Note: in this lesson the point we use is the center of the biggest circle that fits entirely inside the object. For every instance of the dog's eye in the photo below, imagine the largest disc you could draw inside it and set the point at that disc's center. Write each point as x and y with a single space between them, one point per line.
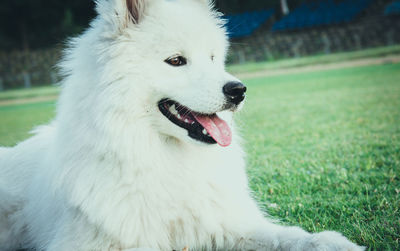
176 61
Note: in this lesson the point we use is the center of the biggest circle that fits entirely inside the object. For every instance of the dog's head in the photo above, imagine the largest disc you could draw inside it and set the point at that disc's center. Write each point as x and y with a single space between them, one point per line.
169 57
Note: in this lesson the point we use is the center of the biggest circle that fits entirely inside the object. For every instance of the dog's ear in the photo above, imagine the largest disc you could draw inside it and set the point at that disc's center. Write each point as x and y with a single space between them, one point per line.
121 13
135 9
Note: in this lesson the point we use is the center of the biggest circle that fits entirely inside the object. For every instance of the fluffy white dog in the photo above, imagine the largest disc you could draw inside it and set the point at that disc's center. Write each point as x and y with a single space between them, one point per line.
143 151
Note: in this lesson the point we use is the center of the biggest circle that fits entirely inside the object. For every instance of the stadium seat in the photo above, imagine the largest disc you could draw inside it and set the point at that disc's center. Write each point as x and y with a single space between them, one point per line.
393 8
321 12
244 24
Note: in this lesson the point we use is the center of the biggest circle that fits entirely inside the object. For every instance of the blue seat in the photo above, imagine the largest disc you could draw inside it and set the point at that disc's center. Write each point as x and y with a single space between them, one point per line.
242 25
393 8
321 12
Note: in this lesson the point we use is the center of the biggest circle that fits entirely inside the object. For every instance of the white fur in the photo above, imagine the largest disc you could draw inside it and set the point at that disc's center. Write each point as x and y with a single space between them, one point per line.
112 173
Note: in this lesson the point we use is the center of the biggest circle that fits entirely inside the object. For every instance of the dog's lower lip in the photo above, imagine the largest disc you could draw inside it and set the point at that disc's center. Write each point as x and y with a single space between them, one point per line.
184 118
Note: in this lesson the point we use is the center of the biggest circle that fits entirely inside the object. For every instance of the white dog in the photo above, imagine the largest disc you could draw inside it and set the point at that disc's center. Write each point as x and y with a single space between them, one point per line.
143 151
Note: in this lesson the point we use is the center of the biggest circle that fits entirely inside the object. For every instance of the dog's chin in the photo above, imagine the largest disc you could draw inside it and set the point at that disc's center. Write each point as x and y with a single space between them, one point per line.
204 128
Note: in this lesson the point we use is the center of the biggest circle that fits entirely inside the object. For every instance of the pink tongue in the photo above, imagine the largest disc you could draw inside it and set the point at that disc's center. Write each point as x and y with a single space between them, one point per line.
217 128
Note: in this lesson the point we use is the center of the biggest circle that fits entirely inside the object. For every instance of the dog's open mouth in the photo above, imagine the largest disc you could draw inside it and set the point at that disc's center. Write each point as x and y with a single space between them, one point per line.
207 128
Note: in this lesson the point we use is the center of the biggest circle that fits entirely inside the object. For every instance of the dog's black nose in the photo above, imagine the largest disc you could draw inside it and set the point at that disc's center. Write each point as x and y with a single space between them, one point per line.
234 92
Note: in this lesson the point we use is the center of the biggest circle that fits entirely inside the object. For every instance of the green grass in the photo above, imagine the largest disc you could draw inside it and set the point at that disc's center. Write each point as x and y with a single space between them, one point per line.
29 93
16 121
312 60
323 149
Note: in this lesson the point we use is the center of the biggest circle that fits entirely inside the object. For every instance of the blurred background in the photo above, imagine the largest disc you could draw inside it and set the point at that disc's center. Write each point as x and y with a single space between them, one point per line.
321 124
33 32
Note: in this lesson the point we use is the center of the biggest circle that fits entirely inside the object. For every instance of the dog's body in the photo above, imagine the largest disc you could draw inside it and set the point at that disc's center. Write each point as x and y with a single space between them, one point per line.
115 171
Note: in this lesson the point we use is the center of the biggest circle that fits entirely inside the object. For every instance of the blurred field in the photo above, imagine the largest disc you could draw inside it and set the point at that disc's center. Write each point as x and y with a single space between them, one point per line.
323 148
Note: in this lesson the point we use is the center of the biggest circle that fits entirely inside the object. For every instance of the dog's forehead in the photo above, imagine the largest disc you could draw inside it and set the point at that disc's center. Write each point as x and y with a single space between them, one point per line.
187 24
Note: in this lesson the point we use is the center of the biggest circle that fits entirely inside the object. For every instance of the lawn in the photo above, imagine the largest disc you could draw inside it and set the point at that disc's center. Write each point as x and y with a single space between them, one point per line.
323 149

◆ **Directions**: In the printed copy, the material above must appear unchanged and without its pictures.

◆ **Reply to the task**:
Note: in this lesson the point we use is the center of the biggest circle that fits entirely inside the object. For every instance of the dog's eye in the photo below, imagine the largest disc you could draw inside it and set the point at that disc's center. Write each point as x and y with a single space between them, one point per line.
176 61
Note: in this lesson the point we use is the center of the biggest circle that fits entirely inside the object. For every instance of the dog's head in the photo above, imagine the largest disc you could draw inside it and set the point at that disc's center. Write each point as x and y with a single space between them, one point per line.
169 57
Note: in this lesson the point we use is the center of the biggest circle that fits entirely inside the object. For every instance of the dog's ear in the photo above, imagine the largest disc you could draw inside it and set the point at that disc's center. Write each point as x and y with a single space between them, one point per line.
121 13
135 9
Note: in this lesson the point we use is the center of the biggest circle that fits entirely inside the object. For every instance of the fluffy white dog in the photo above, imagine the largest disc you could draw inside it and set the point at that disc's center. Write each point as x and y with a single space between them, one point per line.
143 151
Note: in this lesson the point we use is the center of the biggest circle that fits entirely inside the object. For every instance of the stadium seat in the photo above, imagine the largest disc you could draw inside it and set the point at that disc's center. Write each point as x and y with a single space between them, one point per line.
393 8
321 12
244 24
Note: in this lesson the point we use is the center of the biggest circle that fits entirely inside the object. For every instance of the blue seat in the photo above, imagine the largest disc you could draw inside it and set the point at that disc's center. Write each point as x and y with a single space between them, one point per line.
242 25
393 8
321 12
Note: in this lesson the point we use is the center of the biggest circle that fits entirely inside the object. For every instance of the white fur in the photo above, imagine the largest disc you could draw inside it and set the point at that disc's center. Write each point as x and y with a single space between them, one point per line.
112 173
Note: in this lesson the point we use is the center of the biggest circle that fits entirely inside the object. For every instance of the dog's lower lip in the photo above, imagine the largest disc you could draw inside it and set the point at that disc's center. Write each point as x and y with a single space between them, one point per line.
184 118
Note: in this lesson the point we use is the center of the biggest circle that fits entirely inside the object. For every instance of the white dog in the photo above, imagine the largest disc you could draw inside it and set the point at that disc's center. Write each point as x and y with a single space between them, one point per line.
143 151
Note: in this lesson the point we use is the center of the biggest circle that fits entirely inside the object. For every instance of the dog's chin in the photo above, imagine the largest disc you could draw inside it and set the point at that disc's center. Write each point as x and y with a single space between them, one point per line.
204 128
Note: in this lesson the point we use is the center of the biggest circle that fits entirely inside the object. For every instance of the pink tongue in the photo above, imagine the largest disc you could draw inside it and set the point at that disc's center. Write each point as x and y with a single space between them, one point per line.
217 128
Note: in this lesson the point we use is the center of the biggest circle that fits entirely inside the object. For every instance of the dog's open mouth in the photo above, imagine the largest disc you could draw inside it and set the point at that disc's center. Write each point as x and y with a single space between them, one point per line.
207 128
Note: in this lesson the point we use is the center of the biggest circle that fits entirely inside the object. For every instance of the dog's black nose in the photo above, imagine the largest disc you could draw inside it and set the point at that disc's center. Write each point as x and y with a single space between them, one point per line.
234 92
Note: in this lesson the point we use is the center of the biggest circle that fits entirely inside the object. For every instance of the green grass in the photo above, imagine the largest disc you could draw inside it and set the point at that disc's center. Write each point as x and y with a single space between them, one point per line.
29 93
16 121
312 60
323 149
Note: in this lesson the point we use is the center of the biggest circle that fits entirely inside the object. For every instance of the blurred background in the photo above, imagine the largest disc you could draw inside it and set the point at that disc's center. Write each point as x and y with a single space between them, one point per line.
321 124
33 32
Note: in this lesson the point we use is the center of the biggest circle that fits entirely inside the object. For every instance of the dog's body in the photo above, imagine the largest disc you could draw inside it and set the point at that disc's center. Write each point as x and y with a single space between them, one point per line.
115 171
Note: in this lesson the point we use is the center of the biggest circle that fits entirely inside the object. For every instance of the blurred field in the photo above, imagine the largest disc you could draw inside it and set the point at that disc's center. Write each point as x and y with a single space between them, one point per line.
323 148
Note: in this lesson the point we use is the center of the biggest circle that fits entirely inside the object. For every instance of the dog's forehead in the photo above, imagine the largest disc you could draw inside it and set the point at that disc's center. Write each point as x and y with a single space between them, one point per line.
187 24
Note: in this lesson the point we use is the center of the biggest circle that fits entirely inside the object. For every instance of the lawn in the photo above, imagine the largest disc you could draw inside it and set the point at that disc's center. Write each point as x and y with a single space between them, one point per line.
323 149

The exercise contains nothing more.